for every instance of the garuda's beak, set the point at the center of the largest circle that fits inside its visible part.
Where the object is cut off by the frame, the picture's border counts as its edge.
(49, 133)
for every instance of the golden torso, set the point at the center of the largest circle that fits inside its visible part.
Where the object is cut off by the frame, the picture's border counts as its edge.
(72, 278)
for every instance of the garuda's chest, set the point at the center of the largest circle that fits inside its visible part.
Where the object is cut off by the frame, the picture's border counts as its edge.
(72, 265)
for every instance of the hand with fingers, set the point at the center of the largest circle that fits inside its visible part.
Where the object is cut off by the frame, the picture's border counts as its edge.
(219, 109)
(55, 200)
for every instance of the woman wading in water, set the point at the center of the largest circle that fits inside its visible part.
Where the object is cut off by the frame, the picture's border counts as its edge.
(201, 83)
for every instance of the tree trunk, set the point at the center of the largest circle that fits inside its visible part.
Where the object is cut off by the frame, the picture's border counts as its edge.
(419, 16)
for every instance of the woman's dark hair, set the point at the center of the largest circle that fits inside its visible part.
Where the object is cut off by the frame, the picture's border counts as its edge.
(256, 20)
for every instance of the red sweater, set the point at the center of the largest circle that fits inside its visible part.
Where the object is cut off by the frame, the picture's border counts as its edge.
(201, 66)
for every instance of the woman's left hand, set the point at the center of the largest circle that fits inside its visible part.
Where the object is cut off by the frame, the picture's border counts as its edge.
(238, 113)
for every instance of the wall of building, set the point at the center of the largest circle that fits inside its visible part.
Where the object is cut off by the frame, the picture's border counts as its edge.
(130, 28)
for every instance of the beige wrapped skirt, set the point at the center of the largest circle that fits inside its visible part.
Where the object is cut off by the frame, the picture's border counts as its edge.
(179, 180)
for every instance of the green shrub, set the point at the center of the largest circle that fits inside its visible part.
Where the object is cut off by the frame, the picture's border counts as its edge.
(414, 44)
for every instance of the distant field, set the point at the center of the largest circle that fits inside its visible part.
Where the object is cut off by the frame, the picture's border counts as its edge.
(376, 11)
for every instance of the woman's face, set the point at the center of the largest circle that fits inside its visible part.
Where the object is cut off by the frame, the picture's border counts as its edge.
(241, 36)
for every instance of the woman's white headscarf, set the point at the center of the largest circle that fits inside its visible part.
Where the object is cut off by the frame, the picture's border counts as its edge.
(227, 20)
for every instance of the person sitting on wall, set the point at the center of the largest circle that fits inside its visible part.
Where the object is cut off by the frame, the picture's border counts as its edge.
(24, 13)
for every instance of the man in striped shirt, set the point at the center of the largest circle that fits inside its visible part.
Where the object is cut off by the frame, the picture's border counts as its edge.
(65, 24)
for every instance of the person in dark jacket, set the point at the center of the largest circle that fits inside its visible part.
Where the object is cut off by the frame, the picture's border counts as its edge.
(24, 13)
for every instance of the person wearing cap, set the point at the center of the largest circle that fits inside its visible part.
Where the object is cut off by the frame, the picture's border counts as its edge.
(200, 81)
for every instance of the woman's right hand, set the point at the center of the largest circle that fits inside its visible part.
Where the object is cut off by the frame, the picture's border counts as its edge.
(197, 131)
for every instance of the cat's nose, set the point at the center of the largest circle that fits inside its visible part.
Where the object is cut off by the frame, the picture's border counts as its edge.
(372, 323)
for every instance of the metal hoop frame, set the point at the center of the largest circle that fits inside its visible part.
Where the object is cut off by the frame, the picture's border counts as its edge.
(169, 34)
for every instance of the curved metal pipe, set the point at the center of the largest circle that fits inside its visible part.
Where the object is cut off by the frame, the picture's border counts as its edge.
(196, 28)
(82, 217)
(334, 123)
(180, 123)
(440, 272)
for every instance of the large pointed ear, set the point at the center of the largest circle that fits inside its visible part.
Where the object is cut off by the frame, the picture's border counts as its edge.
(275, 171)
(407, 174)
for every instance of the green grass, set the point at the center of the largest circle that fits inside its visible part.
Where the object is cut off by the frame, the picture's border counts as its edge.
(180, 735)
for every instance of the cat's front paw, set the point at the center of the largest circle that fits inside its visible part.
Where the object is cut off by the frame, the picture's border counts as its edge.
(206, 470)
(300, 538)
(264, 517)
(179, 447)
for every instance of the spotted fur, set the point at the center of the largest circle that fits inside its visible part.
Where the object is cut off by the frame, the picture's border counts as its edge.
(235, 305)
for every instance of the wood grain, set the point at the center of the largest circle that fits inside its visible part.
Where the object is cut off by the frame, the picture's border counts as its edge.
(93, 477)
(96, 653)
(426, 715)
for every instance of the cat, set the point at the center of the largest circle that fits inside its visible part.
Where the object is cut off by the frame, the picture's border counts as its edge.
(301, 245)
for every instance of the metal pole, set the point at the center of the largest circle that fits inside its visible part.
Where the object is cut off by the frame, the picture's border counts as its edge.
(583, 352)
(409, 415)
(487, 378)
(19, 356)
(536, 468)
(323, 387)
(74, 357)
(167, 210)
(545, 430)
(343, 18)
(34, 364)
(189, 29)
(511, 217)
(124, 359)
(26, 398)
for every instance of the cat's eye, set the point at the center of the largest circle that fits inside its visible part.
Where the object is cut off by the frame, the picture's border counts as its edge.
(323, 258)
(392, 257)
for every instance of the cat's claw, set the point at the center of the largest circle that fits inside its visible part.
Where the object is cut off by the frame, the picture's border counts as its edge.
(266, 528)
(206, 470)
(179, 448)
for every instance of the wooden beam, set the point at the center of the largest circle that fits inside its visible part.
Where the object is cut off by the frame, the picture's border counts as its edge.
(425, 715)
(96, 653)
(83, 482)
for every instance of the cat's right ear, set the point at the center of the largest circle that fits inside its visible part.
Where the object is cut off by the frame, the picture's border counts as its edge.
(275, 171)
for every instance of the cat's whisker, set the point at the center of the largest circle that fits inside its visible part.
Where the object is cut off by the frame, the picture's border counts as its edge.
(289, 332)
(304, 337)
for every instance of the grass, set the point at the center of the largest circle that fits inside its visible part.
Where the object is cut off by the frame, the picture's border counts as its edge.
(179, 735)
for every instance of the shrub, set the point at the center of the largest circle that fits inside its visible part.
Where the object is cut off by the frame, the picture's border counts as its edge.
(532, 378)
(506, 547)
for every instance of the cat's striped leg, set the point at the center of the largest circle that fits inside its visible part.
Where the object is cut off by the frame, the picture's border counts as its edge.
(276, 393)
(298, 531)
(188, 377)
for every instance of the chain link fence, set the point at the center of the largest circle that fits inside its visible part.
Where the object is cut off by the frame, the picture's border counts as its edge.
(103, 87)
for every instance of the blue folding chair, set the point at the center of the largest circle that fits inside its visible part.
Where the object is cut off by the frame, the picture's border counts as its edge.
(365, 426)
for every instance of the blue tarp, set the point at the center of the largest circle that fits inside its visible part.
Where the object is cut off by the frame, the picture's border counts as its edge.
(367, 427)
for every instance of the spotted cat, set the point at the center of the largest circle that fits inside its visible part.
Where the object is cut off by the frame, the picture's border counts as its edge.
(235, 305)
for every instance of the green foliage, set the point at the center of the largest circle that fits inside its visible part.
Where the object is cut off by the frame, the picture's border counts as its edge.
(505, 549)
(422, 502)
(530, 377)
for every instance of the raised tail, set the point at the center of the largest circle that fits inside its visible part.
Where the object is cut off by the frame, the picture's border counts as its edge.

==========

[Action item]
Every record here must be output exactly, word for word.

[The completed task]
for every instance of the garuda's beak, set the point at the center of the largest circle that fits inside its visible part.
Where the object is cut off by the frame, the picture's border counts as its edge.
(49, 133)
for every instance of the golden torso, set the point at the center of the largest circle that fits inside its visible part.
Where the object is cut off by the frame, the picture's border counts as its edge.
(72, 278)
for every instance of the garuda's chest, set the point at the center of the largest circle that fits inside its visible part.
Where the object is cut off by the frame, the picture's border counts as its edge.
(72, 265)
for every instance of the hand with fingers, set the point at the center of the largest circle that fits inside its visible part.
Where the object is cut off by the frame, the picture's border counts as its edge.
(219, 109)
(55, 200)
for every instance of the woman wading in water, set the point at the center of the largest circle that fits inside its visible part.
Where the object is cut off by the frame, the picture's border counts as its edge.
(201, 83)
for every instance of the tree trunk, set the point at the center of the largest circle that fits inside its visible part.
Where the object is cut off by the frame, the picture's border counts as its edge.
(419, 16)
for every instance of the woman's dark hair, set the point at the center of the largest circle that fits inside its visible part.
Where the object is cut off by the frame, the picture's border counts as its edge.
(256, 20)
for every instance of the red sweater, set the point at the center of the largest circle that fits inside its visible part.
Where the object is cut off by the frame, the picture's border counts as its edge.
(201, 66)
for every instance of the woman's left hand, set the point at the center of the largest circle that fits inside its visible part.
Where the object is cut off by the frame, the picture's border counts as its edge.
(238, 113)
for every instance of the wall of building, set the point at the center of the largest circle that fits inside its visible part.
Where the object is cut off by the frame, the picture's border counts as its edge.
(130, 28)
for every instance of the beige wrapped skirt, set the point at the center of the largest circle that fits inside its visible part.
Where the object is cut off by the frame, the picture's border counts as its edge.
(179, 180)
for every instance of the green shrub, set the point at the center of the largest circle that fits inside its visible part.
Where the object is cut off by the frame, the picture's border counts as its edge.
(414, 44)
for every instance of the distant field, set the point at the center of the largest circle that fits inside its visible part.
Where the object is cut off by the frame, the picture's border counts as its edge.
(376, 11)
for every instance of the woman's face, set the point at the center of the largest circle that fits inside its visible part.
Where the object is cut off by the frame, the picture's border counts as its edge.
(241, 36)
for every instance of the woman's white headscarf, set the point at the center of the largest circle that fits inside its visible part.
Where the object is cut off by the frame, the picture's border counts as its edge.
(227, 20)
for every instance of the person sitting on wall, set the point at the center of the largest circle that fits inside its visible part.
Where the object is cut off by the frame, the picture's border counts as its edge.
(24, 13)
for every instance of the man in striped shirt, set the point at the center of the largest circle that fits inside its visible part.
Where the object is cut off by the frame, the picture's border counts as its edge.
(65, 24)
for every instance of the person in dark jacket, set the point at the center of the largest circle that fits inside its visible part.
Where the object is cut off by the frame, the picture's border counts as its edge.
(24, 13)
for every instance of the person wearing cap, set the point at the center of the largest circle that fits inside its visible part.
Where the object is cut off by the frame, the picture's border counts as its edge.
(200, 81)
for every instance of the woman's right hand, set the point at the center of the largest circle that fits inside its visible part.
Where the object is cut off by the frame, the picture's border counts as its edge.
(197, 131)
for every instance of the cat's nose, set the point at the center of the largest circle that fits inside its visible part.
Where the object is cut off by the frame, the picture's border counts as its edge.
(372, 323)
for every instance of the metal hoop frame, set the point at the center of the largest circle that fits inside its visible part.
Where the object is cut off by the frame, the picture's border counts as its edge.
(169, 34)
for every instance of the curved metal pipe, set the point at the center of the largest circle that fits inside its visible part.
Where the object is cut off by the frame, the picture's border counts as its edge.
(196, 28)
(82, 217)
(334, 123)
(180, 123)
(440, 272)
for every instance of the large pointed ear, set the point at the center of the largest circle that fits inside its visible part.
Where the object is cut off by the frame, the picture's border counts as its edge.
(275, 171)
(407, 174)
for every instance of the green grass, set the point at the center of the largest circle that fits inside its visible part.
Where the object is cut off by the frame, the picture's border counts as its edge.
(180, 735)
for every instance of the cat's front paw, set the point at the center of the largest circle that fits inside its visible part.
Where the object is cut off by the frame, the picture's border counts as its edge.
(206, 470)
(300, 538)
(264, 517)
(179, 447)
for every instance of the spotted fur, set the point at the center of the largest circle that fits inside its visible part.
Where the object is cut off by the frame, the picture's border counts as its edge.
(235, 305)
for every instance of the wood grain, set the point at the center of the largest circle that fits inside its visible part.
Where the object is cut off by the frame, the picture's border counts as its edge.
(93, 477)
(96, 653)
(426, 715)
for every instance of the cat, set the point at the center of the largest circle that fits inside its visible part.
Where the object is cut off by the frame, the picture's border counts as its edge.
(301, 245)
for every instance of the metal pole, set the point at the center of the largest circle that fits inside its visible part.
Where the object is cut off by the frame, the picture's border counts as its edge.
(583, 352)
(409, 415)
(487, 378)
(19, 356)
(536, 468)
(323, 387)
(74, 357)
(167, 210)
(545, 430)
(343, 18)
(34, 364)
(189, 29)
(511, 217)
(124, 359)
(26, 398)
for every instance of the cat's eye, set the point at the center of the largest circle that fits inside its visible part.
Where the object is cut off by the frame, the picture's border counts as its edge.
(323, 258)
(392, 257)
for every instance of the cat's claw, set the point at the center of the largest circle that fits inside its visible part.
Where the object is cut off by the frame, the picture's border counts as its edge.
(266, 528)
(206, 470)
(179, 448)
for every instance of the wooden beam, set the point at the center of the largest circle that fits inside its visible part.
Where the object is cut off by the frame, the picture's border counts as its edge.
(425, 715)
(96, 653)
(83, 482)
for every instance of the cat's right ear, set the point at the center of the largest circle that fits inside its visible part.
Where the object is cut off by the frame, the picture's border counts as its edge.
(275, 171)
for every instance of the cat's whisker, set the point at the center of the largest circle that fits inside its visible part.
Where the object is cut off by the frame, the picture's border counts as its edge.
(289, 332)
(304, 337)
for every instance of the grass, set the point at the center of the largest circle that fits inside its visible part.
Where the object is cut off by the frame, the picture's border counts as its edge.
(179, 735)
for every instance of the shrub, set the point at the center of the largest circle that fits inside its visible part.
Where the object is cut off by the frame, the picture's border counts as its edge.
(532, 378)
(506, 547)
for every instance of the cat's striped leg, set the point at the center of the largest circle that fits inside its visible part.
Where the object is cut off by the frame, the picture's border counts as its edge.
(276, 393)
(298, 531)
(188, 377)
for every instance of the chain link fence, set the point at the center of the largest circle that fits inside its visible part.
Where the object is cut off by the frame, the picture's border counts as its edge.
(103, 87)
for every instance of the blue folding chair, set the point at the center of the largest circle that fits inside its visible part.
Where the object is cut off by the frame, the picture's border counts as its edge.
(365, 426)
for every instance of the blue tarp, set the point at the center of the largest circle that fits inside its visible part.
Where the object is cut off by the frame, the picture's border counts as its edge.
(367, 427)
for every instance of the spotted cat, set the point at the center of the largest circle that fits inside its visible part.
Where the object is cut off by the frame, the picture's border counts as its edge.
(235, 305)
for every instance of the green foliage, set the point at the center of the largest circle that fits inside its visible part.
Where the object is cut off by the frame, the picture's border counts as its edge.
(505, 549)
(422, 502)
(530, 377)
for every instance of the raised tail, set the point at the center of the largest circle that fits inside its visible part.
Where the object is cut off by the frame, the picture's border counts as its edge.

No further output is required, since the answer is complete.